■ Given task A ■
According to the blog post below, how many hours does the writer spend in the car each day on the round-trip commute?

■ Text block ■
Hope eveyone is enjoying the end of another week. In just one more week the girls start school already. It seems like the Summer breaks go by faster and faster each year 😕 Not only do my women get one more free week, but it means only one free week for me too before I get back to making lunches, waking up cranky kids and having to get up earlier to sweat it out in the basement before all this happens. It was fun while it lasted 😐
Since things on the #HEAL front are more of the same (seems I'm at another plateau lately. I'm sure last week's shenanigans didn't help. By the way thank you all for the kind words last week it was a tough one to delve into personally and hit that publish button) I actually thought about another topic this week I wanted to write about anyway.
I noticed this week I was delving more into the stressful and panicky feeling again since things were a little stressful at my job. I stared thinking back to my prior entry on numbers, how I could help myself calm down and not worry so much. Meditating has helped (found a great new app that I throw on sometimes after yoga which is a nice 3 minute mental cool down) and yes even prayer has come back into my life a bit, but one thing that struck me which was odd was I realized "dude, you haven't been listening to any music this week at all!"
I noticed on my 3 hours in the car daily during the round trip commute instead of throwing on the Spotify I've been delving into podcasts and talk radio instead which I do really enjoy but it was odd not listening to any music at all. I think between listening to the pre-masters of HEAL over and over for awhile I just switched and although the topics are interesting, between the thoughts constantly running through my head and work stuff all I've been hearing is talk and talk and blah and blah blah so I quickly started putting on some music and as always, music was the cure but it also made me think even more if you can believe it.

■ Given task B ■
Gather every row below that contains the string "mountain", matching case exactly.

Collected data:

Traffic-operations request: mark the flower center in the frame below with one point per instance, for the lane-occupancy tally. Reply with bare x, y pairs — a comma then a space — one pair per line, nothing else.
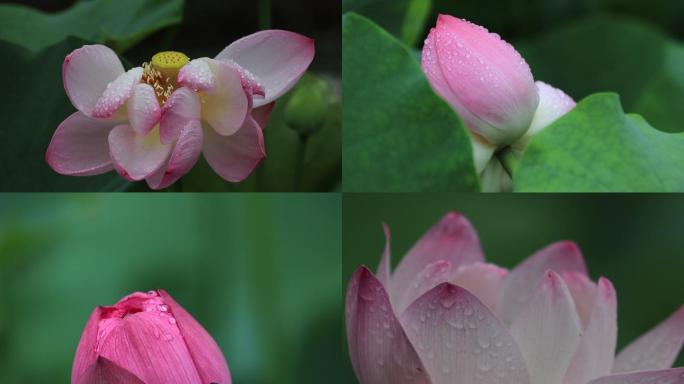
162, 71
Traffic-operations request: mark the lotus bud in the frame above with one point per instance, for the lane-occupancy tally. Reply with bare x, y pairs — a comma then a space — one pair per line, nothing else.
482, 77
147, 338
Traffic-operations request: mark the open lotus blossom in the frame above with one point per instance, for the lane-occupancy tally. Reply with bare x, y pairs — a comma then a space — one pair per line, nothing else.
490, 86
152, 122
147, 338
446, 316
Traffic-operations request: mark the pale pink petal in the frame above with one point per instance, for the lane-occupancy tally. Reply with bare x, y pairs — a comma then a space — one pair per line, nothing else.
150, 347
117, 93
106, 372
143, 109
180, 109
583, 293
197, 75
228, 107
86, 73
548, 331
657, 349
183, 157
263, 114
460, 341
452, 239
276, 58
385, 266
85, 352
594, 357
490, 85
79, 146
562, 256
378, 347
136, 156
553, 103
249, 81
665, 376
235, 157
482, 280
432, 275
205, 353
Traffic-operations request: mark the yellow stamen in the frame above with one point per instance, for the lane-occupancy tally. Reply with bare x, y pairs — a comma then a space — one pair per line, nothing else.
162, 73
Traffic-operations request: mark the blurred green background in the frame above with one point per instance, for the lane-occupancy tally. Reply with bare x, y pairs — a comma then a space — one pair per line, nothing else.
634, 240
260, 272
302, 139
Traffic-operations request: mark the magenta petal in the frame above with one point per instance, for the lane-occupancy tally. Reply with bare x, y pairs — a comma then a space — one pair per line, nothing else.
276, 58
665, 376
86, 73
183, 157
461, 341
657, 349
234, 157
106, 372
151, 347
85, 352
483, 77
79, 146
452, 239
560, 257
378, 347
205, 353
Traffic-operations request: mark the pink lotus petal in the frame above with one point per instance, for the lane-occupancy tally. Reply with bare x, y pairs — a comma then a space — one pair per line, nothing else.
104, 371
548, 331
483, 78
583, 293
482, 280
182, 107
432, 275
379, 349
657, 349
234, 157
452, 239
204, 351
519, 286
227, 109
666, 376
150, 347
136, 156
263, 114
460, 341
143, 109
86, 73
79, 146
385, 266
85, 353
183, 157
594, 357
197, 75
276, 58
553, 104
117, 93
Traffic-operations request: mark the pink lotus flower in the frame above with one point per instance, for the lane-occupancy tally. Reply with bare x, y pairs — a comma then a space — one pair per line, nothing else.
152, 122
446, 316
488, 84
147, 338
...
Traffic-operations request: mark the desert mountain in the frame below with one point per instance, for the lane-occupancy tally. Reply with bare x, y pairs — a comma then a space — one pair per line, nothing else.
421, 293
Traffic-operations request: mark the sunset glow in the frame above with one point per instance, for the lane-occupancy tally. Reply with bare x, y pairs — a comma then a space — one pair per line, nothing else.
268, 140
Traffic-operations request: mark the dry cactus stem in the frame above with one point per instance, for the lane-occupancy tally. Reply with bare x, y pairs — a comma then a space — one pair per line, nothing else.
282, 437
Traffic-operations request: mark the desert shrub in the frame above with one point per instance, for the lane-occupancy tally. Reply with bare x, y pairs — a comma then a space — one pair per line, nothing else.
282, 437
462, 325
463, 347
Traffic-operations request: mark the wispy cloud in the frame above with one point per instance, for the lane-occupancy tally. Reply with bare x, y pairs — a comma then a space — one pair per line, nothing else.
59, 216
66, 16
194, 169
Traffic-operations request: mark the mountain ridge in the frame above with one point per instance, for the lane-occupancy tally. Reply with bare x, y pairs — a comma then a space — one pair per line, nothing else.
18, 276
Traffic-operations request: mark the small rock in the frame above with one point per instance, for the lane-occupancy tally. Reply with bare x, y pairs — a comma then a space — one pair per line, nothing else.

■ Exercise result A ■
Three hours.

■ Exercise result B ■
Traffic-operations request: mark the desert mountain in the frame below with one point per instance, for the lane-occupancy tally. Reply with bare x, y pairs — a comma then a space — one pair per line, nothing else.
Traffic-operations request: mark the mountain ridge in the frame above with one point per instance, for the lane-occupancy tally. Reply with bare x, y pairs — a comma then a space — one pair per line, nothing else.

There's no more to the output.